**Consignes**.
**a.** D'après le texte des évêques sur la situation carcérale, quelles actions de Jésus l'Évangile montre-t-il « à chaque page » ? Citez-les toutes.
**b.** Dans le texte des évêques sur la situation carcérale, quel jour a été retenu pour célébrer le Jubilé en détention ?
**c.** Rédigez la suite du texte des évêques sur la situation carcérale, à partir de sa dernière phrase.

**Extrait fourni**.

○ ○ ○ ○

Dans le cadre du
Jubilé des détenus, les 13 et 14 décembre 2025, les évêques de France
publient ce texte sur la situation carcérale en France pour inviter les
catholiques et toutes les personnes de bonne volonté à s’engager au service de
l’espérance pour les détenus.
Cette
année 2025 est une année jubilaire. Cette tradition s’origine dans un appel
ancien qui vient de la Parole de Dieu, où à intervalle régulier on annonçait
une année de clémence et de libération pour le peuple. Jésus-Christ lui-même
l’a reprise en inaugurant sa vie publique : “Le Seigneur m’a envoyé porter la
bonne nouvelle aux humbles, guérir ceux qui ont le cœur brisé, proclamer aux
captifs la délivrance, aux prisonniers leur libération… “ (Is 61,1-2).
“L’espérance ne déçoit pas !” Le pape François a voulu que la célébration de
cette année jubilaire invite toutes celles et ceux qui sont éprouvés à demeurer
dans l’espérance. Celles et ceux qui sont en prison en font partie et le 14
décembre a été retenu pour célébrer le Jubilé en détention.
Aujourd’hui, la
surpopulation carcérale atteint un seuil historique en France. Elle contribue à
une prise en charge dégradée – sentiment d’humiliation, augmentation de la
violence et de l’oisiveté, perte du sens du travail pour les agents
pénitentiaires. Elle empêche que les personnes détenues ressortent “meilleures”
qu’au moment de leur incarcération et génère ainsi plus de récidive que de
sécurité. Pour la société, la prison est la sanction la plus coûteuse, non
seulement financièrement mais en termes de récidive. Toute mesure qui vise à
augmenter la population carcérale va à l’encontre de la sécurité de nos
concitoyens.
Si la Justice doit
légitimement sanctionner les crimes et délits, la loi pose le principe d’une
peine qui vise à prévenir leur réitération et à réinsérer leurs auteurs.
N’appréhender la sanction que comme châtiment qui doit faire mal, réduirait la
peine à déshumaniser au lieu de relever. Choisir de restaurer dans leur
humanité ceux qui ont failli en les aidant à assumer leur responsabilité et à
envisager un nouvel avenir, c’est l’intérêt de toute la société, à commencer
par les victimes. Des prisons qui débordent sont des prisons qui détruisent, où
l’on n’enferme pas seulement les personnes condamnées derrière des murs mais
dans une déchéance désespérée, comme s’il n’y avait plus rien à attendre
d’elles. Personne n’y a intérêt.
À
l’occasion du Jubilé des personnes détenues, nous tenons à rappeler que tout
être humain est créé à l’image de Dieu et que la dignité qui en résulte est
inaliénable, indestructible. Personne ne peut être réduit à l’acte qu’il a
commis, quel qu’il soit. La révélation de Dieu en Jésus-Christ nous dit qu’il
paye de sa personne pour nous arracher au pouvoir du mal. L’Évangile nous
montre à chaque page Jésus qui fait bon accueil aux pécheurs, mange avec eux,
les relève.

○ ○ ○ ○

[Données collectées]
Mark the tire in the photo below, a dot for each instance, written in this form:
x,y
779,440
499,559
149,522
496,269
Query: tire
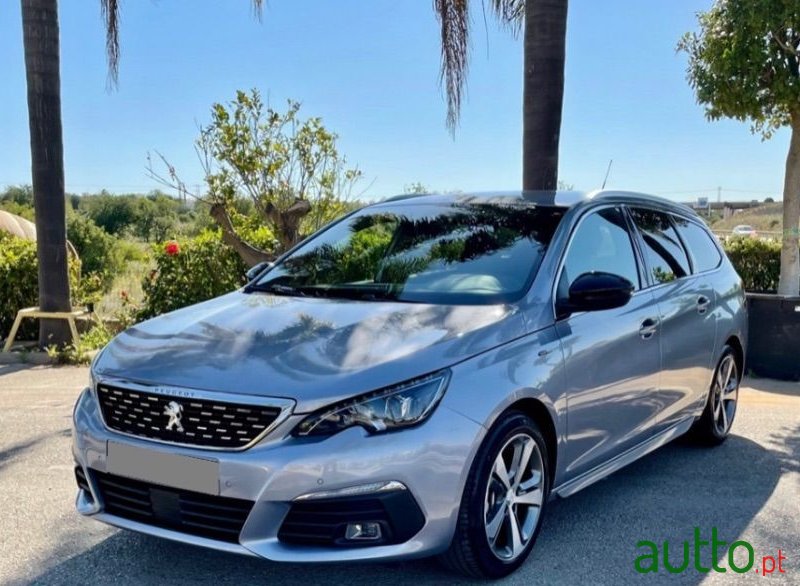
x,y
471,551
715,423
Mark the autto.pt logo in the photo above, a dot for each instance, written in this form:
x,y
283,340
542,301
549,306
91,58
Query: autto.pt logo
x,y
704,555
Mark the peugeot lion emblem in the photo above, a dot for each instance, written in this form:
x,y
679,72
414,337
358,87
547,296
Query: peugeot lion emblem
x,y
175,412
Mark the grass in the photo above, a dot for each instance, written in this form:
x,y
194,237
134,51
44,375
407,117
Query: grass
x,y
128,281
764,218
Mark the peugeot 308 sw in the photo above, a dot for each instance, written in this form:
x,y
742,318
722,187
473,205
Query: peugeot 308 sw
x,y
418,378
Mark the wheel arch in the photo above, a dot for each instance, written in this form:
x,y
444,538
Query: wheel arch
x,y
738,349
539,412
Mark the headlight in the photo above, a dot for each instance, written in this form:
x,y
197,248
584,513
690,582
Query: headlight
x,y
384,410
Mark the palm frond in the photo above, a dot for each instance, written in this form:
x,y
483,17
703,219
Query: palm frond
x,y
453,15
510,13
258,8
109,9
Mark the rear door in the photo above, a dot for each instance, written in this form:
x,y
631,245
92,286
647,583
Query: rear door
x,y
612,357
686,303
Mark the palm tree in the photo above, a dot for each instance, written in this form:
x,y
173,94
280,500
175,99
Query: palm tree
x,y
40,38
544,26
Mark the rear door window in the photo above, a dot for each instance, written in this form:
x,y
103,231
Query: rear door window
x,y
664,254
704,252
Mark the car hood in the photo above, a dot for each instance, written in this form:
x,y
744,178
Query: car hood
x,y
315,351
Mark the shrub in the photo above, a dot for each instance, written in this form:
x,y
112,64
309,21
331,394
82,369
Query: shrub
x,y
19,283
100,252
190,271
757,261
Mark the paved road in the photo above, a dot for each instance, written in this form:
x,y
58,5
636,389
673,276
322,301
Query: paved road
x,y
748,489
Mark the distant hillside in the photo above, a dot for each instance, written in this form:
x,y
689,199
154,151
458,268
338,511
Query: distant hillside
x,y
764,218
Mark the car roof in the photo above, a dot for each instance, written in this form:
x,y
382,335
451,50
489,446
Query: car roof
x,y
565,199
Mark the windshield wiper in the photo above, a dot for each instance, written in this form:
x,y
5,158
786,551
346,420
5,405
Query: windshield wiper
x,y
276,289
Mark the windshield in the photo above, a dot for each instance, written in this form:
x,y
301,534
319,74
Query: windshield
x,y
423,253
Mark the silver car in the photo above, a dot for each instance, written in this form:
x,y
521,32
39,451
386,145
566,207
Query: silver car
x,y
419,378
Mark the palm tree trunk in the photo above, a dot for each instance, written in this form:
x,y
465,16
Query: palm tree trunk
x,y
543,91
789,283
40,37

○ ○ ○ ○

**Réponses**.
**a.**
- Il fait bon accueil aux pécheurs.
- Il mange avec eux.
- Il les relève.

**b.** Le 14 décembre.

**c.**
Nos aumôniers en
détention sont témoins que derrière les murs d’une prison, l’amour du Christ
relève, réconcilie et ouvre à l’espérance. La foi en un Dieu crucifié entre
deux condamnés de droit commun pour nous libérer du cycle infernal de notre
violence, ne peut s’accommoder du renoncement à croire en ce que chacun porte
en lui de meilleur, de la désespérance de l’autre, d’une justice qui ne ferait
que punir sans restaurer, d’une peine dans laquelle on n’offre pas à la
personne condamnée les moyens d’aller vers le meilleur d’elle-même.
La Bonne Nouvelle de
la révélation en Jésus-Christ est la rédemption de l’humanité et elle rejoint,
au-delà du cercle des croyants, la vision d’une communauté fraternelle inscrite
dans la devise de notre République.
Devant
ce constat alarmant et inquiétant, nous souhaitons interpeler les responsables
politiques et les juges de notre pays afin que nous nous engagions délibérément
sur des voies nouvelles pour exercer la justice et condamner ceux qui
commettent des infractions ou même des crimes. Le “tout carcéral” est une
impasse. Il existe d’autres manières de sanctionner en respectant vraiment la
dignité des personnes tout en permettant un changement de comportement.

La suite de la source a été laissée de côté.